→ Tasks and exercises:
[1] Duplicate the passage of the plasma research news text starting with "Cored apple-shaped spherical" and going on through "mitigation and avoidance.".
[2] In the plasma research news text, who led the international team that found a new technique to measure the "stopping power" of nuclear particles in plasma?
[3] Continue the plasma research news text from its final sentence.
--- Source text ---
Recent PPPL results on the Laboratory's unique Magnetorotational Instability (MRI) device, a facility conceived by physicists Hantao Ji of PPPL and Jeremy Goodman of Princeton, "have successfully detected the signature of SMRI," said Wang, lead author of a pair of papers detailing the results. Noted theory codeveloper Steven Balbus: "This is great news. To now be able to study this in the laboratory is a wonderful development, both for astrophysics and for the field of magnetohydrodynamics more generally." For full release, click here.

New method for facilitating inertial confinement fusion

An international team of scientists led by PPPL physicist Sophia Malko has uncovered a new method for advancing the development of fusion energy through increased understanding of the properties of warm dense matter, an extreme state of matter similar to that found at the heart of giant planets like Jupiter. The findings detail a new technique to measure the "stopping power" of nuclear particles in plasma using high repetition-rate ultra-intense lasers. Understanding this process is particularly important for inertial confinement fusion (ICF), which differs from the magnetic confinement fusion that PPPL studies.

Surprise finding of a broad new reach for fundamental physics research

Firing high-power electron beams into plasma is a long-standing method for generating plasma for various applications from space propulsion to Northern lights to advanced switches for electric grids. The beam generates waves, like wind on the water, that perturb and impact the behavior of the plasma. Now researchers, led by graduate student Haomin Sun in the Princeton Program in Plasma Physics have demonstrated that the wave has a greater impact on the temperature, density and other parameters of the plasma than had been previously thought.

Discoveries about the flow of electricity could improve fusion devices

Cored apple-shaped spherical tokamaks confine plasma, the fuel for fusion reactions, in powerful magnetic fields. But sometimes wiggles in the plasma allow particles and energy to escape in bursts called edge-localized modes (ELMs) that can damage the interior of the machines. PPPL researchers led by physicist Andreas Kleiner have found that incorporating resistivity, the property of any substance that inhibits the flow of electricity, can improve mathematical models that predict such bursts and lead to their mitigation and avoidance.
--- Data supplied ---
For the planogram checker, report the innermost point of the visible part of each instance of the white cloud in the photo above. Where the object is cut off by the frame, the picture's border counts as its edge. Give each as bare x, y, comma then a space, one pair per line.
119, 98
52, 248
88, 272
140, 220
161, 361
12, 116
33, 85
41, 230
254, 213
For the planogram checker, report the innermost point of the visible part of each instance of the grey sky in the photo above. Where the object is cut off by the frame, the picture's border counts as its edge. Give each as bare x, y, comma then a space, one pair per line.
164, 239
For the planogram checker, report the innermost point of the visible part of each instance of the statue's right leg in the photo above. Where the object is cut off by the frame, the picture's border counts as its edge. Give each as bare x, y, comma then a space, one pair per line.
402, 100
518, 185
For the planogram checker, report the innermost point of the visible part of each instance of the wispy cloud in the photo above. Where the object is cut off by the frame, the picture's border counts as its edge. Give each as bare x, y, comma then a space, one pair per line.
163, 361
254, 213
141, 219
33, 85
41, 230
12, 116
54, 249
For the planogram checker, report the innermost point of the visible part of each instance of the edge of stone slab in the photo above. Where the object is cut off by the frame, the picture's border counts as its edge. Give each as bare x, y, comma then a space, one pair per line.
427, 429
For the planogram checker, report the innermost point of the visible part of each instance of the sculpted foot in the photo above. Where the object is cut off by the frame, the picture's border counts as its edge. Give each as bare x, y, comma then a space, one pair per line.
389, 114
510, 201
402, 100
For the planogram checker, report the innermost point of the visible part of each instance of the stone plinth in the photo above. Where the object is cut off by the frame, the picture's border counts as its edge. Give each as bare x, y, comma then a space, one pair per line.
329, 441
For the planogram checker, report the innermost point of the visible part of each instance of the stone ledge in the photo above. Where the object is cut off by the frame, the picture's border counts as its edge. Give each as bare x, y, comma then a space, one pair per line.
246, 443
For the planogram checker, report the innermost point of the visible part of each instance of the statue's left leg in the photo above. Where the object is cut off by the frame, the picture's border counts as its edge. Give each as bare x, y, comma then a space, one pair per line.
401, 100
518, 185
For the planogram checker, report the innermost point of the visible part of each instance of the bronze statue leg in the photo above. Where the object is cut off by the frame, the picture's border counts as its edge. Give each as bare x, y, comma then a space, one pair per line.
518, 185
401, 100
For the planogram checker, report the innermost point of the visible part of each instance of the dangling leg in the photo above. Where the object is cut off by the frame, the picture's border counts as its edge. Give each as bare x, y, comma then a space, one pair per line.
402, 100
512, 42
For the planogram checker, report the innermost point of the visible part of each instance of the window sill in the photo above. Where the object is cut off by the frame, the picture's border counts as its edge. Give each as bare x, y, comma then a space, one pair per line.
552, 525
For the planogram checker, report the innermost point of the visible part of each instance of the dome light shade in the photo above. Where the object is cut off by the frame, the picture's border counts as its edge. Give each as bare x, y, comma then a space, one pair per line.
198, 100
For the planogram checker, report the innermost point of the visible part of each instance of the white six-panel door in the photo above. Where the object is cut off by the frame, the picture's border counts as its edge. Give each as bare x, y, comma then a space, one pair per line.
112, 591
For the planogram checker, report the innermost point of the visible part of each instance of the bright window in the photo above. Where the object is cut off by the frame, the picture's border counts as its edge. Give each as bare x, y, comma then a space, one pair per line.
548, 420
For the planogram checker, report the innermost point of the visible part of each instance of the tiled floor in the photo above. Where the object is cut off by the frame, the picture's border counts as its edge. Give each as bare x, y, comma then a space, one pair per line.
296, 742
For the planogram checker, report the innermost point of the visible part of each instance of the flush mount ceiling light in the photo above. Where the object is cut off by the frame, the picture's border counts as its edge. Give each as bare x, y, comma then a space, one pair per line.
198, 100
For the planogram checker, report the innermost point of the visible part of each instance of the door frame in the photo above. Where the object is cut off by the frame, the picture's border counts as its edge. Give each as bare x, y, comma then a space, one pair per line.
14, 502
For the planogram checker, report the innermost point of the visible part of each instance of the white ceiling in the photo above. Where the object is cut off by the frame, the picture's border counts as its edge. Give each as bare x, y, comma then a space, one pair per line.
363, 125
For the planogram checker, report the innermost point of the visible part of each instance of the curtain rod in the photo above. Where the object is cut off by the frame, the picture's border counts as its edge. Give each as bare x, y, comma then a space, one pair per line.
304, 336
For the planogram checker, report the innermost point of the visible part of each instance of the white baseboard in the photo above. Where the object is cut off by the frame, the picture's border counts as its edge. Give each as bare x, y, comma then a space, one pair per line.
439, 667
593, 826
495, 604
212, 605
---
→ Answers by item:
[1]
Cored apple-shaped spherical tokamaks confine plasma, the fuel for fusion reactions, in powerful magnetic fields. But sometimes wiggles in the plasma allow particles and energy to escape in bursts called edge-localized modes (ELMs) that can damage the interior of the machines. PPPL researchers led by physicist Andreas Kleiner have found that incorporating resistivity, the property of any substance that inhibits the flow of electricity, can improve mathematical models that predict such bursts and lead to their mitigation and avoidance.

[2] PPPL physicist Sophia Malko led the team.

[3]
Bringing Earth's magnetosphere into the laboratory

The interaction of the Sun's solar wind with the Earth's magnetic field creates the magnetosphere, which is critical for life to exist since it blocks lethal cosmic rays and controls space weather like auroras. Scientists from Princeton, UCLA and the Instituto Superior Técnico, Portugal, have put together a unique new way to study millimeter-sized magnetospheres as test beds for planet-sized magnetospheres in the laboratory. "We have developed a new experimental platform to study mini-magnetospheres on the Large Plasma Device (LAPD) at UCLA," said PPPL and Princeton physicist Derek Schaeffer. This unique platform combines the magnetic field of the LAPD with a fast laser-driven plasma and a current-driven magnet to perform high-repetition-rate 3D measurements that can be compared to 3D simulations and spacecraft observations.

Challenges and mitigations of characterizing plasmas with myriad industrial applications

While the interaction of plasma with liquids produces captivating physical phenomena with wide-ranging industrial uses, diagnosing and interpreting these interactions face vexing challenges. Now PPPL research led by physicist Shurik Yatom and supported by the Princeton Collaborative Low Temperature Research Facility (PCRF), a joint venture of the laboratory and Princeton University, provides a close look at methods for characterizing such low-temperature plasma interactions. The research focuses on laser diagnostic methods of Thomson scattering and laser-induced fluorescence, measuring plasma density and temperature and plasma-induced radicals, respectively. Presented work outlines the details of these approaches, the specific challenges encountered in plasma-liquid systems such as oscillations and quenching, correct ways of setting up the system for diagnostics and analysis of the obtained data.